** EXCERPT TO READ **
──────
This article originally appeared in the Province.
By Blair Gibbs and Keith Humphreys, May 4, 2023
In 2020 and 2021, a deadly health crisis caused a loss of about 450,000 years of life in Canada, five times the years of life stolen by COVID. The crisis is drug addiction and, like COVID, it will not be rolled back until the country devotes new thinking and resources to its resolution.
Because the outcomes of the punitive “war on drugs” approach have been disappointing, it is common to imagine that the opposite approach would yield better results.
In 2000, Vancouver launched a new public health-focused strategy to address drug addiction, which ever since has increasingly emphasized harm reduction, including supervised drug consumption sites, heroin clinics, community distribution of powerful opioids, and decriminalization.
However, deaths kept rising every year and in 2016 the province declared a public health emergency — and five years later, deaths had more than doubled again. So, despite noble intentions and a substantial resource investment, B.C.’s overdose death rate is now as high as the worst affected parts of the U.S.If this was any other area of policy — educational attainment, or crime, or cancer survival rates — this level of deterioration would be cause for a huge public reckoning and a major rethink of our approach. Who is responsible? What was promised that simply hasn’t been delivered?
──────
Data extracted from a collection

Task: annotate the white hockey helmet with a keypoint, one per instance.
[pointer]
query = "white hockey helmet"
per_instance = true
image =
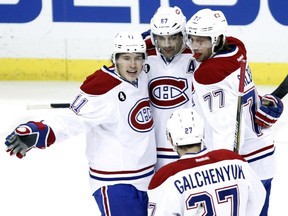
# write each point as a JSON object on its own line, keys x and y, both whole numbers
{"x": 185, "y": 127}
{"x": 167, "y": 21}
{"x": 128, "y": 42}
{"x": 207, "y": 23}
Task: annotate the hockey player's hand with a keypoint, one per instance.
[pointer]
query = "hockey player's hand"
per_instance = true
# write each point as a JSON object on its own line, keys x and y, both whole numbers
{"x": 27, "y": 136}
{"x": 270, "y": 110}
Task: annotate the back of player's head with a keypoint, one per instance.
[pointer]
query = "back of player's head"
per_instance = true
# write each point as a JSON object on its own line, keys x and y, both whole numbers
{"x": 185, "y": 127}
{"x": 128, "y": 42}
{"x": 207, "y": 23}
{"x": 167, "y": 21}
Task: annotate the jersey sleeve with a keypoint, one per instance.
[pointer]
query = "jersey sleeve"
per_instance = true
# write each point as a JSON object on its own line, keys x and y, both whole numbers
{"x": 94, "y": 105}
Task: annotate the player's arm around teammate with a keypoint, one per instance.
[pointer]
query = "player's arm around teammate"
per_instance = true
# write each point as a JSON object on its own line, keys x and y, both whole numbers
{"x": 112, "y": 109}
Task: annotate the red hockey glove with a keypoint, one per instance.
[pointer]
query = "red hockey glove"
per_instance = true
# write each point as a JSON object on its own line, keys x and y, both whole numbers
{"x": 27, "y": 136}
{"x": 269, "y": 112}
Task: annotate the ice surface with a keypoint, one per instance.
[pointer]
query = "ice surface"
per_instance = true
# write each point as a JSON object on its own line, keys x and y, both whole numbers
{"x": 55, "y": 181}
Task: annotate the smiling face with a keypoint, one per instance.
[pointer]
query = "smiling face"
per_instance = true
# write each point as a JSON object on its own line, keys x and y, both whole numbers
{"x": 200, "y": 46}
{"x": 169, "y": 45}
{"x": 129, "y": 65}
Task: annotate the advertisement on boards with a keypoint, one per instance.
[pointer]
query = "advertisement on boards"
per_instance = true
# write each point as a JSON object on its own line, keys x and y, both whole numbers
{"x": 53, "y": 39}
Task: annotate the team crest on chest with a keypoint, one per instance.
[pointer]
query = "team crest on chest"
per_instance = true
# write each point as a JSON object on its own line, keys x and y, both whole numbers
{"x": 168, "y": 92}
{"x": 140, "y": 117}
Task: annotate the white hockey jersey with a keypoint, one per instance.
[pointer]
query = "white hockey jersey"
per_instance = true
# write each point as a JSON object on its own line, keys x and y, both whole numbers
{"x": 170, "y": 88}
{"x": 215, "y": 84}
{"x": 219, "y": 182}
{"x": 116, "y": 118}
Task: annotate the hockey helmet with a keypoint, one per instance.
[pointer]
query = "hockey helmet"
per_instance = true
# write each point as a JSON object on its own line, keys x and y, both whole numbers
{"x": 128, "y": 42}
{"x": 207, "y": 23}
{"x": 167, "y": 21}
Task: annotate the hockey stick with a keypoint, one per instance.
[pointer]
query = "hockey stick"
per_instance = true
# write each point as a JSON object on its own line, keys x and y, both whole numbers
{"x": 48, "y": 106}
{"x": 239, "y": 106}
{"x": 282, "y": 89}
──────
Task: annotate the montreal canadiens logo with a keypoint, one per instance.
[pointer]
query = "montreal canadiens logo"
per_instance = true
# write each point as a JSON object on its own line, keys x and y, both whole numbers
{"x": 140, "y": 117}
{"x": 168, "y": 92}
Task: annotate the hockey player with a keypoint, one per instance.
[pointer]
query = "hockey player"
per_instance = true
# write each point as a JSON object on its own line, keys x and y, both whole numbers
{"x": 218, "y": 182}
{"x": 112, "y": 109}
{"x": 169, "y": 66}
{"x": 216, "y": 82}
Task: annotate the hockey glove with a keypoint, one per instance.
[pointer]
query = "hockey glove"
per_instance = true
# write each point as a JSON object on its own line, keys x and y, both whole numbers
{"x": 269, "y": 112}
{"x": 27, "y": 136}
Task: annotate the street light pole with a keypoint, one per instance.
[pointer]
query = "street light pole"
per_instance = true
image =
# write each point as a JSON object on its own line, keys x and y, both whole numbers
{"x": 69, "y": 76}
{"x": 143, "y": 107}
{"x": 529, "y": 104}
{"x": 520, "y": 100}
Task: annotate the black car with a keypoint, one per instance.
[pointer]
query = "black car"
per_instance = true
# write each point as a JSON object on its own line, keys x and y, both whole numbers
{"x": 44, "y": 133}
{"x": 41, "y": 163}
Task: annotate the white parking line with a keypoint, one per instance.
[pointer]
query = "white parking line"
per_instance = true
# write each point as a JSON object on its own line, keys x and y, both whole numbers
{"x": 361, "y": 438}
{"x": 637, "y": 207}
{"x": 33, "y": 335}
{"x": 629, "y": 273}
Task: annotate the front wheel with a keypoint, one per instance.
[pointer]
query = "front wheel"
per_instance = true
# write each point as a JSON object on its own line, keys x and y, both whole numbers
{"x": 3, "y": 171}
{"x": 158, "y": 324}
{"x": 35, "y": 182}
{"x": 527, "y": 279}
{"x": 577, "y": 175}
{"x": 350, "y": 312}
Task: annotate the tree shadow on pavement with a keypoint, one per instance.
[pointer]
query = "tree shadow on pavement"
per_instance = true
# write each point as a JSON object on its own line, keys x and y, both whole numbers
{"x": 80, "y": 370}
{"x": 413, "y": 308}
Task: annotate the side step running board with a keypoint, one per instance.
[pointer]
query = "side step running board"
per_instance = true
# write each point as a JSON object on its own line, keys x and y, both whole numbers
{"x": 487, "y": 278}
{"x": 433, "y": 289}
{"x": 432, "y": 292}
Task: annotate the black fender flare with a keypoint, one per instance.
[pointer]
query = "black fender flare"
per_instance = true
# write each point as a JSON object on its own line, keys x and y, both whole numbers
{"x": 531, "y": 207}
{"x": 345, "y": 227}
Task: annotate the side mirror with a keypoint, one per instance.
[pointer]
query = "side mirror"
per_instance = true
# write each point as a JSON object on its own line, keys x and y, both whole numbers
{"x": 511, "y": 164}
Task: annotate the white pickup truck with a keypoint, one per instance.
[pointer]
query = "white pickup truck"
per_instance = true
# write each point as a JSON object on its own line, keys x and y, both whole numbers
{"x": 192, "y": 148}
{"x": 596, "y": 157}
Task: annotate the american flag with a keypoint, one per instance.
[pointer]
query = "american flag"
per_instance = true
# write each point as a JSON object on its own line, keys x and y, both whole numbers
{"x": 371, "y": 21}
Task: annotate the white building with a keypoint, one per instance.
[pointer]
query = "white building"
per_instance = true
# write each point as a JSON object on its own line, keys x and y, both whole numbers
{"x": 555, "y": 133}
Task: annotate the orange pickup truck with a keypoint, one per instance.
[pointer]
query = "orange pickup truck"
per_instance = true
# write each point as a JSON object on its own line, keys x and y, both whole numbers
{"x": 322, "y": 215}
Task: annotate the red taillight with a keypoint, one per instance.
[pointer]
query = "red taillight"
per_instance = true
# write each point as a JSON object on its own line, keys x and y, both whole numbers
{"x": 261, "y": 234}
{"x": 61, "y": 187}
──────
** QUESTIONS **
1: Answer these questions about the drug addiction article:
(a) About how many years of life did drug addiction cost Canada in 2020 and 2021?
(b) In what year did Vancouver launch its public health-focused strategy on drug addiction?
(c) In what year did the province declare a public health emergency?
2: Rewrite the passage of the drug addiction article that begins at the words "By Blair Gibbs" and stops after "to its resolution.", replacing "COVID" with "the pandemic" throughout.
3: Continue the article on drug addiction and overdose deaths in British Columbia from its final sentence.

** ANSWER SECTION **
1:
(a) About 450,000 years of life.
(b) 2000.
(c) 2016.

2:
By Blair Gibbs and Keith Humphreys, May 4, 2023
In 2020 and 2021, a deadly health crisis caused a loss of about 450,000 years of life in Canada, five times the years of life stolen by the pandemic. The crisis is drug addiction and, like the pandemic, it will not be rolled back until the country devotes new thinking and resources to its resolution.

3:
As death rates have climbed, the crime, disorder and wider social impact of the addiction crisis have started to get federal attention. But drug policy seems stuck in a polarized debate between a war on drugs versus complete laxness about their availability and harms. We need a “third way.”
Everyone working in this field wants to improve life chances and save people from premature death, but Canada needs a new approach because we are clearly not winning this battle with the tactics adopted to date. Policies in places like B.C. could be fuelling the drug addiction crisis, not mitigating it.
If an exclusively “harm reduction” approach was the necessary pivot away from a “war on drugs,” then why has a more liberalized approach not managed to save more lives? It can’t be compassionate if it doesn’t work.
The toxic supply of fentanyl is a key driver of the crisis. This public health threat is intrinsically hard to combat; fentanyl is cheap to manufacture, easy to smuggle, potent in very small quantities, hard to interdict and very simple to cut with other drugs.
No jurisdiction has all the answers, but the time has come to recognize the limits of an exclusively harm reduction approach, as well as the right place for smart enforcement, including court-ordered sobriety, and adequate investment in recovery.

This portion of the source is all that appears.